Task brief →
Take the entries below and print only the lines from the one with "Note: pick out every instance of the metal" through the one with "Note: pick out every instance of the green", exactly as they stand, both ends included.

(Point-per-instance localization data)
====

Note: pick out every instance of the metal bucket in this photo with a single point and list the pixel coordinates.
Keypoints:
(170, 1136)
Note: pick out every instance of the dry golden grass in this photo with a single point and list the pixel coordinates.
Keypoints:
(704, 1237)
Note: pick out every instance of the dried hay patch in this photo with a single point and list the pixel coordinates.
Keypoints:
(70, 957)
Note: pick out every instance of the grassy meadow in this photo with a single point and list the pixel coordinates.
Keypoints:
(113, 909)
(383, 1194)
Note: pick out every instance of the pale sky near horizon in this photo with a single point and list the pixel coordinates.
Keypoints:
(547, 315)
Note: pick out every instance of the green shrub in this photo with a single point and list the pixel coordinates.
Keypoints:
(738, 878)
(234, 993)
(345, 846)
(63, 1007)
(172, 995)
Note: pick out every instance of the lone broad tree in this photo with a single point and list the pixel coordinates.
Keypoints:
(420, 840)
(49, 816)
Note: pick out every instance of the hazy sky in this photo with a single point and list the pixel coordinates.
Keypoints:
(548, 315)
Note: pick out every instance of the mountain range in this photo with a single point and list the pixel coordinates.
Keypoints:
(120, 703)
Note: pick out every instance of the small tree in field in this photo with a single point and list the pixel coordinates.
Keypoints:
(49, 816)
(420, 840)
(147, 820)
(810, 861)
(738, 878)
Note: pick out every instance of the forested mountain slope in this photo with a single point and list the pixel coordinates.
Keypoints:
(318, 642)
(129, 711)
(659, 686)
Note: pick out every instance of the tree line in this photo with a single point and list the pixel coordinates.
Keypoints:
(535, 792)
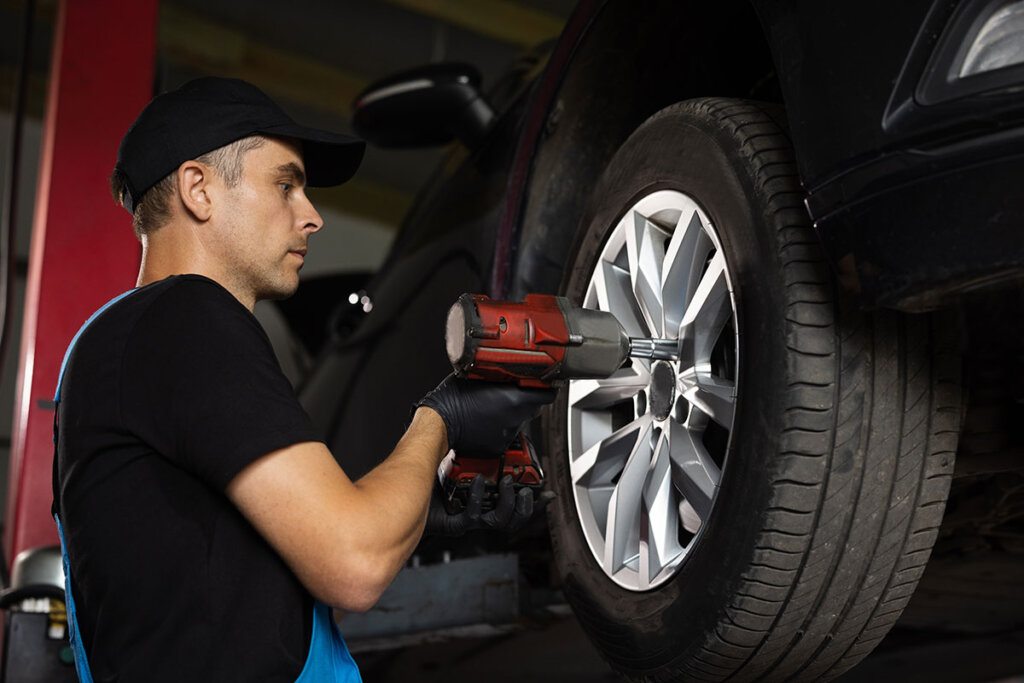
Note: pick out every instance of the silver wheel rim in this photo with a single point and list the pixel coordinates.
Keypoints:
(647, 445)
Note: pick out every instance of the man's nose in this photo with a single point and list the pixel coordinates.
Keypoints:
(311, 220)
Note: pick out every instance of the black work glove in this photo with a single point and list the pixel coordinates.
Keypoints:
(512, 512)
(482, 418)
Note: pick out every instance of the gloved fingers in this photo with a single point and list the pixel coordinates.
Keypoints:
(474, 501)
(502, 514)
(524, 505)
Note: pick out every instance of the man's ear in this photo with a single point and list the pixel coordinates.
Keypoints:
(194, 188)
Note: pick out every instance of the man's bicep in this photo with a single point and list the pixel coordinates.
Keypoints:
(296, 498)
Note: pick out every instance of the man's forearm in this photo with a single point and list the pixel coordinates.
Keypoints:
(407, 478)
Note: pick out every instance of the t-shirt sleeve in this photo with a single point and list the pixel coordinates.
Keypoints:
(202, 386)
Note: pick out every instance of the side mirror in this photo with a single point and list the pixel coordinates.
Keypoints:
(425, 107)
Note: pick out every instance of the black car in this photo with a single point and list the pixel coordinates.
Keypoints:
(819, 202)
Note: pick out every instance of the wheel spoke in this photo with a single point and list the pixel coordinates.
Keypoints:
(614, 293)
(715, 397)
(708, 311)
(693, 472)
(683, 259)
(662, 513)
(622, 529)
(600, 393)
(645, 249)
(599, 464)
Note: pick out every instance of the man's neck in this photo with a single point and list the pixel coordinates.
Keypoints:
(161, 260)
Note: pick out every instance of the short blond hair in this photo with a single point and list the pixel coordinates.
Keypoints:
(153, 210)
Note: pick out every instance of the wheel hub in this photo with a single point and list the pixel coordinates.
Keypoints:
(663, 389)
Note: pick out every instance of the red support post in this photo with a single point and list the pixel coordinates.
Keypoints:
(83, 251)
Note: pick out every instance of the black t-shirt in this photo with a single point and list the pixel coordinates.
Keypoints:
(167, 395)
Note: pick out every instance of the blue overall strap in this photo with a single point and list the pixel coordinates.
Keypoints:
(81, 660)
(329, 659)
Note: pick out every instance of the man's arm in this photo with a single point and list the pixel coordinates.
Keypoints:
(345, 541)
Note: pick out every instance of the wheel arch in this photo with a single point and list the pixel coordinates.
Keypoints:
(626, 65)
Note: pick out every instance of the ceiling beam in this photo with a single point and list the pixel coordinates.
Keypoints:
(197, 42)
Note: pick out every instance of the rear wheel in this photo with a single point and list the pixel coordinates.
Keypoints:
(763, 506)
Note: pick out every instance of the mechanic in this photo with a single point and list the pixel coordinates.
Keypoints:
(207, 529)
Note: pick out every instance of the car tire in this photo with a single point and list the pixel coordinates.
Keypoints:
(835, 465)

====

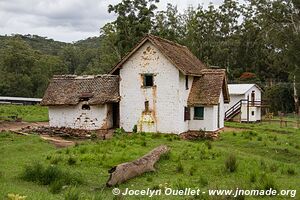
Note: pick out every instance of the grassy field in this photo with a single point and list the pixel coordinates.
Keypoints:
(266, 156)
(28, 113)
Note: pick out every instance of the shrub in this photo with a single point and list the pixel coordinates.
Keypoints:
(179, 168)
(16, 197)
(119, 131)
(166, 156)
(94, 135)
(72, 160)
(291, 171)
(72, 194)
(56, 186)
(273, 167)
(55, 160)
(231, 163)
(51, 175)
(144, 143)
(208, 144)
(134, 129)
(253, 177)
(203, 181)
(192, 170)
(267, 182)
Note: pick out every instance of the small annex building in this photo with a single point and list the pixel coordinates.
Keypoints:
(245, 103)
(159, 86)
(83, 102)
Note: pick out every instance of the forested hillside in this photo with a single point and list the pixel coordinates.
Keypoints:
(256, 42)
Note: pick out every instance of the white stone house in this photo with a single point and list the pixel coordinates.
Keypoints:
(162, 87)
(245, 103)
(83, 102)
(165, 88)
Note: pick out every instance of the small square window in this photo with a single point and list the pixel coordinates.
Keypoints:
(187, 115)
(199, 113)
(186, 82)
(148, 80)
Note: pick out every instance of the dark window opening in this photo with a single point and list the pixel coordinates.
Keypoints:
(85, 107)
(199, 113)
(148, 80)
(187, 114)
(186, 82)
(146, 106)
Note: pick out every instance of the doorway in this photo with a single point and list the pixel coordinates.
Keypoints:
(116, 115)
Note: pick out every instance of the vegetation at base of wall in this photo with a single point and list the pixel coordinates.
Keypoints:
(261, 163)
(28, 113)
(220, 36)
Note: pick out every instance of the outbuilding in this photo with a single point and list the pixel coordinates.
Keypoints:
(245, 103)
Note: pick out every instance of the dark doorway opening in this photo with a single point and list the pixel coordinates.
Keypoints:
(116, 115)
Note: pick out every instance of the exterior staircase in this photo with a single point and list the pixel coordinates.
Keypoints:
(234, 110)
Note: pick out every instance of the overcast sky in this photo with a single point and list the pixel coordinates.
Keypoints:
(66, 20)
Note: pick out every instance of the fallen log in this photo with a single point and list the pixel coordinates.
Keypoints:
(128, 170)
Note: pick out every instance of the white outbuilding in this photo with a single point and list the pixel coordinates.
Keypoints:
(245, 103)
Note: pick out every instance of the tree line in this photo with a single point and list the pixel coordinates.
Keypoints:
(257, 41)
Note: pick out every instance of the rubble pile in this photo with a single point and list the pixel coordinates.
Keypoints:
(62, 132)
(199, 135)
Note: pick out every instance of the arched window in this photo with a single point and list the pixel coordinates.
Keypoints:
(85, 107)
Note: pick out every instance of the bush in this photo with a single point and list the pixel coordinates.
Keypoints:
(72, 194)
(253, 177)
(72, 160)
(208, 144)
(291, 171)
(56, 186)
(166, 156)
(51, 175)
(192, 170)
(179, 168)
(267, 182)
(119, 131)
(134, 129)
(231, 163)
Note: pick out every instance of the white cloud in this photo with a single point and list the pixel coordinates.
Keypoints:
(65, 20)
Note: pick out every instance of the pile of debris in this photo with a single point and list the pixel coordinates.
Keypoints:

====

Task result →
Note: pick out every instance of the metal bucket in this photo with a single point and list the pixel coordinates.
Keypoints:
(170, 1136)
Note: pick out every instance of the dry golden grass in this photo with a single point and list the pixel coordinates.
Keypoints:
(704, 1237)
Note: pick out every instance of the dried hay patch in this photo with a single point and list the pixel coordinates.
Keypoints:
(70, 957)
Note: pick out every instance of the grassy meadow in this photo with a single point and list the pixel coordinates.
Keypoints:
(113, 909)
(383, 1194)
Note: pick out every instance of the pale sky near horizon in this photo with a single point and list the pixel coordinates.
Keypoints:
(547, 315)
Note: pick out every instance of the green shrub in this photo with a single point and list the pixel coordinates.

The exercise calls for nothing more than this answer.